• **TASKS TO COMPLETE**:
1 - Repeat word for word the stretch from "One of the most" through "starring Louis Garrel." in the passage on this year's festival films.
2 - Carry on the passage about this year's festival films from its last sentence.

One of the most exciting French inclusions this year is Alain Guiraudie, whose explicitly gay thriller, The Stranger By The Lake (DP Claire Mathon), made a big impression in 2013. He is now in competition with Rester Vertical, (Staying Vertical) which is set in the heart of France, but with no other information given, helping to ramp-up the anticipation.

Nicole Garcia’s From The Land Of The Moon (Mal De Pierres, DP Christophe Beaucarne) is another big offering from French cinema – literary adaptation starring Marion Cotillard as a free-spirited woman trapped in a loveless marriage, who is attracted to another man, also starring Louis Garrel.

The BFG

Also in competition for the Palme d’Or this year are: Olivier Assayas with Personal Shopper (DP Yorick Le Saux); Jim Jarmusch with Paterson (DP Frederick Elmes); Cristian Mungiu with Graduation (Bacalaureat, DP Tudor Vladimir Panduru); Jeff Nichols with Loving (DP Adam Stone); and Sean Penn with The Last Face (DP Barry Ackroyd BSC).

Out of competition the big hitters include Steven Spielberg with his version of Roald Dahl’s The BFG (Janusz Kaminski ASC), plus Jodie Foster with her Hollywood thriller Money Monster (DP Matthew Libatique ASC), starring George Clooney as the host of a financial talkshow who is held hostage live-on-air by a desperate anti-capitalist protester. Shane Black’s tough, knock-about comedy The Nice Guys, starring Russell Crowe and Ryan Gosling, should be well-received.

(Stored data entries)

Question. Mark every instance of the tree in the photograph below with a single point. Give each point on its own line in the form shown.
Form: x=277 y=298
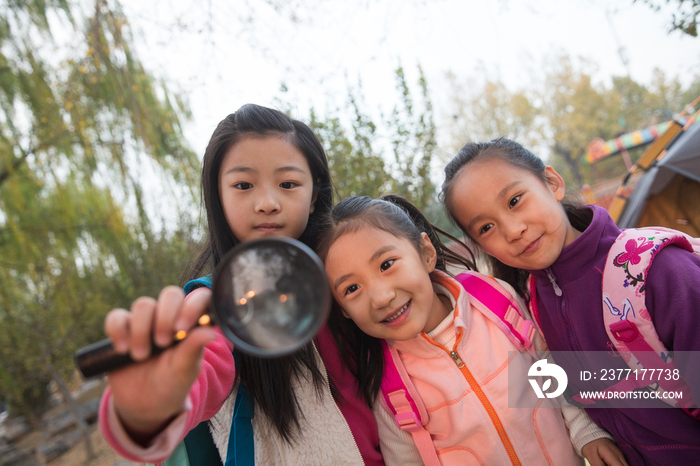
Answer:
x=357 y=169
x=77 y=132
x=563 y=112
x=685 y=19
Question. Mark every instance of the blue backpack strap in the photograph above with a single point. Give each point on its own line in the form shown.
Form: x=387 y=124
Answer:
x=200 y=446
x=241 y=445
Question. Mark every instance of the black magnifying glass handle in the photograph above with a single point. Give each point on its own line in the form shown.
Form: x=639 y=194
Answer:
x=101 y=357
x=270 y=296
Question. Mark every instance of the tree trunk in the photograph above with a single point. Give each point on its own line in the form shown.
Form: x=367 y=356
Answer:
x=75 y=410
x=573 y=164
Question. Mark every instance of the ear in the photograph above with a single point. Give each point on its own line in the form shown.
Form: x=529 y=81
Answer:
x=313 y=201
x=428 y=252
x=555 y=182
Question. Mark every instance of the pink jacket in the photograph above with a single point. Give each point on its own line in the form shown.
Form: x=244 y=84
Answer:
x=470 y=421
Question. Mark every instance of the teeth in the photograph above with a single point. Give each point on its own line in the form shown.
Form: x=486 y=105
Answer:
x=396 y=316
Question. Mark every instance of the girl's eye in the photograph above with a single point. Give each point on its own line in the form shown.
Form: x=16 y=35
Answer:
x=386 y=264
x=514 y=200
x=243 y=185
x=485 y=228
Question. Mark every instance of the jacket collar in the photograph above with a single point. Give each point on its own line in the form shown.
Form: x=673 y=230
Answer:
x=585 y=252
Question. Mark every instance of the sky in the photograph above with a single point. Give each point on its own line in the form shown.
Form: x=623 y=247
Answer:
x=221 y=54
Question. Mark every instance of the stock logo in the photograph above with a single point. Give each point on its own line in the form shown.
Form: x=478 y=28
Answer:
x=542 y=368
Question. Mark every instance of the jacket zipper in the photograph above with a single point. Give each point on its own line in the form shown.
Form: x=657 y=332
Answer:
x=474 y=385
x=553 y=281
x=328 y=386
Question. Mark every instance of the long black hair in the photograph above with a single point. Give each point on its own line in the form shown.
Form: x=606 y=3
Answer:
x=515 y=154
x=363 y=353
x=268 y=380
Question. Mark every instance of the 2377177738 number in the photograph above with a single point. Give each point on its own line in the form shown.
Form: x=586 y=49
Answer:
x=652 y=375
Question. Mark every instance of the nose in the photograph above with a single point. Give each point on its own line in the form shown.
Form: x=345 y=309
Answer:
x=514 y=229
x=381 y=295
x=267 y=202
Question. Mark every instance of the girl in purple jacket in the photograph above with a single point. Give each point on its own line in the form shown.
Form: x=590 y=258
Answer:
x=510 y=203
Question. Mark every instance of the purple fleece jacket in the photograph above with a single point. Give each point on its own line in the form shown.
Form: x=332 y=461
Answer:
x=574 y=322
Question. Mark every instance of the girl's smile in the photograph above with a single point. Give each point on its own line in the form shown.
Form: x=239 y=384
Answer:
x=382 y=282
x=399 y=317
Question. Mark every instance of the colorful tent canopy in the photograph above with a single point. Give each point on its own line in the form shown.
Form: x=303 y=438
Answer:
x=599 y=149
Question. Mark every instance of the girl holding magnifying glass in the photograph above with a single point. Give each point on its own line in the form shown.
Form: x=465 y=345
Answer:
x=264 y=174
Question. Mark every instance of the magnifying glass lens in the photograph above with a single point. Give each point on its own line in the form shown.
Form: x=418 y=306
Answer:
x=270 y=296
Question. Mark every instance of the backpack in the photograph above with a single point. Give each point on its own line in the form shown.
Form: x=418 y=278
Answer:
x=627 y=321
x=198 y=448
x=397 y=389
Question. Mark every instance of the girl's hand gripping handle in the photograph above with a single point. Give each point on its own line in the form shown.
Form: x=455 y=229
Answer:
x=101 y=357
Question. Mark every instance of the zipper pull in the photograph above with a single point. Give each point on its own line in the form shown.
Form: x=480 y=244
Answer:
x=455 y=356
x=557 y=290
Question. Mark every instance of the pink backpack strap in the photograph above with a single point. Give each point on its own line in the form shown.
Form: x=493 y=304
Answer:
x=405 y=404
x=627 y=320
x=504 y=309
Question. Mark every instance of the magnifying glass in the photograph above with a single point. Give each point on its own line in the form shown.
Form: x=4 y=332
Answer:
x=270 y=296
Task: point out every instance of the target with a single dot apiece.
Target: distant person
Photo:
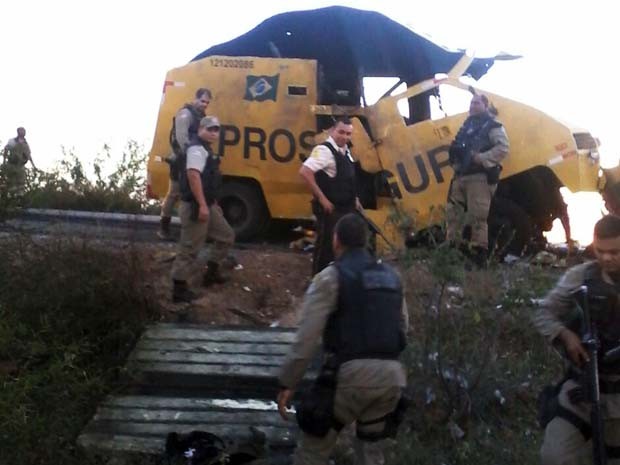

• **ANSWERS TO THE EXERCISE**:
1 -
One of the most exciting French inclusions this year is Alain Guiraudie, whose explicitly gay thriller, The Stranger By The Lake (DP Claire Mathon), made a big impression in 2013. He is now in competition with Rester Vertical, (Staying Vertical) which is set in the heart of France, but with no other information given, helping to ramp-up the anticipation.

Nicole Garcia’s From The Land Of The Moon (Mal De Pierres, DP Christophe Beaucarne) is another big offering from French cinema – literary adaptation starring Marion Cotillard as a free-spirited woman trapped in a loveless marriage, who is attracted to another man, also starring Louis Garrel.

2 -
There is also British interest in the Un Certain Regard category with director David Mackenzie’s Hell Or High Water (DP Giles Nuttgens), about a divorced dad and his ex-con brother who resort to a desperate scheme in order to save their family’s farm in West Texas, starring Chris Pine, Ben Foster and Jeff Bridges.

The Cannes Film Festival will host a special tribute to music icon Prince, who died recently aged 57, and who leaves behind a memorable movie legacy. The pioneering musician won an Oscar for his music in Purple Rain (DP Donald E. Thorin) in 1984 and provided soundtracks to a number of productions including the 1989 Tim Burton directed Batman (DP Roger Pratt BSC) and Spike Lee’s Girl 6 (DP Malik Hassan Sayeed), which played in Un Certain Regard in 1996. His 1986 directorial debut, Under The Cherry Moon (DP Michael Ballhaus), shot in and around Nice along the French Riviera.

After the recent terrorist attacks in France, the organisers say they have ramped up security to the highest level in the festival’s history.